What the task asks = Copy each line of the data below exactly, leaving out pictures.

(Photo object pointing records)
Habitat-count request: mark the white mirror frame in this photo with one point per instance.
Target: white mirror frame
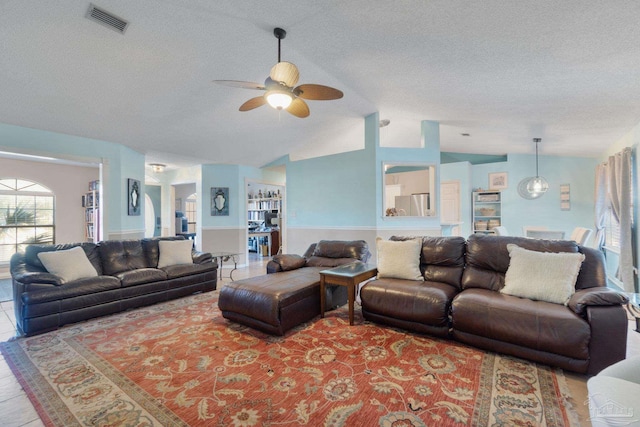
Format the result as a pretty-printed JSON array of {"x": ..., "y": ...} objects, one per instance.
[{"x": 431, "y": 211}]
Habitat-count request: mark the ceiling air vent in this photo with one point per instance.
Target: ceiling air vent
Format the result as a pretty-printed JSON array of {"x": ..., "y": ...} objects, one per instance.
[{"x": 107, "y": 19}]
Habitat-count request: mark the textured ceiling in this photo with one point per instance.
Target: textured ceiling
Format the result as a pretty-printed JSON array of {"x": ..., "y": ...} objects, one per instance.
[{"x": 502, "y": 71}]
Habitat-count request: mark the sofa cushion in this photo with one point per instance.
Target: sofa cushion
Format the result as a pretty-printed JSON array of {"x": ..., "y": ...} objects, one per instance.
[
  {"x": 355, "y": 249},
  {"x": 318, "y": 261},
  {"x": 121, "y": 255},
  {"x": 399, "y": 259},
  {"x": 289, "y": 261},
  {"x": 181, "y": 270},
  {"x": 152, "y": 250},
  {"x": 487, "y": 258},
  {"x": 442, "y": 258},
  {"x": 142, "y": 275},
  {"x": 90, "y": 249},
  {"x": 542, "y": 276},
  {"x": 71, "y": 264},
  {"x": 88, "y": 286},
  {"x": 535, "y": 325},
  {"x": 174, "y": 252},
  {"x": 420, "y": 302}
]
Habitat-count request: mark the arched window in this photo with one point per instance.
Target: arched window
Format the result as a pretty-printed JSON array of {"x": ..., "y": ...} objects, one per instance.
[{"x": 26, "y": 216}]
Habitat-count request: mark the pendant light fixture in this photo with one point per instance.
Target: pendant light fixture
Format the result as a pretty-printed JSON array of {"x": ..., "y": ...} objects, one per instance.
[{"x": 537, "y": 185}]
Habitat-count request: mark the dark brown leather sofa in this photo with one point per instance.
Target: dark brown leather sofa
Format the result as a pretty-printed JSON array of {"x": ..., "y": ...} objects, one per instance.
[
  {"x": 289, "y": 294},
  {"x": 128, "y": 277},
  {"x": 460, "y": 299}
]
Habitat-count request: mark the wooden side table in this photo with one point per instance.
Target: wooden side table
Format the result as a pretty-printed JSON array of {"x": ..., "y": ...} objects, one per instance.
[{"x": 349, "y": 275}]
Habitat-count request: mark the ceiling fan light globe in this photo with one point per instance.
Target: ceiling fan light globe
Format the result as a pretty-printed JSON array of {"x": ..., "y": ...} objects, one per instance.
[
  {"x": 537, "y": 185},
  {"x": 279, "y": 100},
  {"x": 285, "y": 73}
]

Result below =
Habitat-count request: mark the white mirror frame in this photo with one point per instance.
Target: white mirror frame
Format the result as a pretty-printed JSON array of {"x": ..., "y": ...} objects, one per instance.
[{"x": 431, "y": 211}]
Habitat-count request: mark the ceiling air vent in this photo with one point per instance.
Target: ceiling air vent
Format the result as a pretty-printed JSON array of {"x": ..., "y": ...} objects, one per instance.
[{"x": 107, "y": 19}]
Habitat-count request: mark the textured ceiling in this photo with one point per instance.
Target: textured ceiling
Format the result as a pretty-printed JSON array of {"x": ..., "y": ...} objects, one per instance.
[{"x": 502, "y": 71}]
Habitat-count request: mark the sofa cushion in this photo with one point per instance.
Target: sofa cushion
Format the result as a pretty-printed JSON array of {"x": ..., "y": ...} objects, one per instance.
[
  {"x": 355, "y": 249},
  {"x": 318, "y": 261},
  {"x": 121, "y": 255},
  {"x": 399, "y": 259},
  {"x": 289, "y": 261},
  {"x": 181, "y": 270},
  {"x": 152, "y": 250},
  {"x": 487, "y": 258},
  {"x": 442, "y": 258},
  {"x": 142, "y": 275},
  {"x": 90, "y": 249},
  {"x": 542, "y": 276},
  {"x": 71, "y": 264},
  {"x": 88, "y": 286},
  {"x": 535, "y": 325},
  {"x": 174, "y": 252},
  {"x": 420, "y": 302}
]
Habitat-count request: mark the arched window in this photo with one point per instance.
Target: arched window
Format the result as a pretty-printed JSON array of {"x": ..., "y": ...} objects, one per instance.
[{"x": 26, "y": 216}]
Habitat-count request: mark the pendant light fixture in this photo with one point per instance.
Target: pendant light fixture
Format the result as a pretty-printed JSON array of {"x": ..., "y": ...} objects, one per instance.
[{"x": 537, "y": 185}]
Habitat-count request: mark the dark brown leather sofa in this photo with one point per instance.
Target: dark brown leather sofa
Format the result as a pretty-printed JSON array of {"x": ..., "y": ...} objects, one per instance.
[
  {"x": 289, "y": 294},
  {"x": 128, "y": 277},
  {"x": 460, "y": 299}
]
Habitat-count request: mark the wooden side table in this photo with one point per instance.
Target: wooden side table
Format the result as a pretty-printed JSON array of {"x": ..., "y": ...} objects, one per instance.
[{"x": 349, "y": 275}]
Habitat-count request: mark the ceiling fan light globe in this photo with one point per instance.
Target: ceiling fan light globe
Format the result as a pretty-printed JSON array of {"x": ..., "y": ...} objects, one per instance.
[
  {"x": 537, "y": 185},
  {"x": 279, "y": 100},
  {"x": 285, "y": 73}
]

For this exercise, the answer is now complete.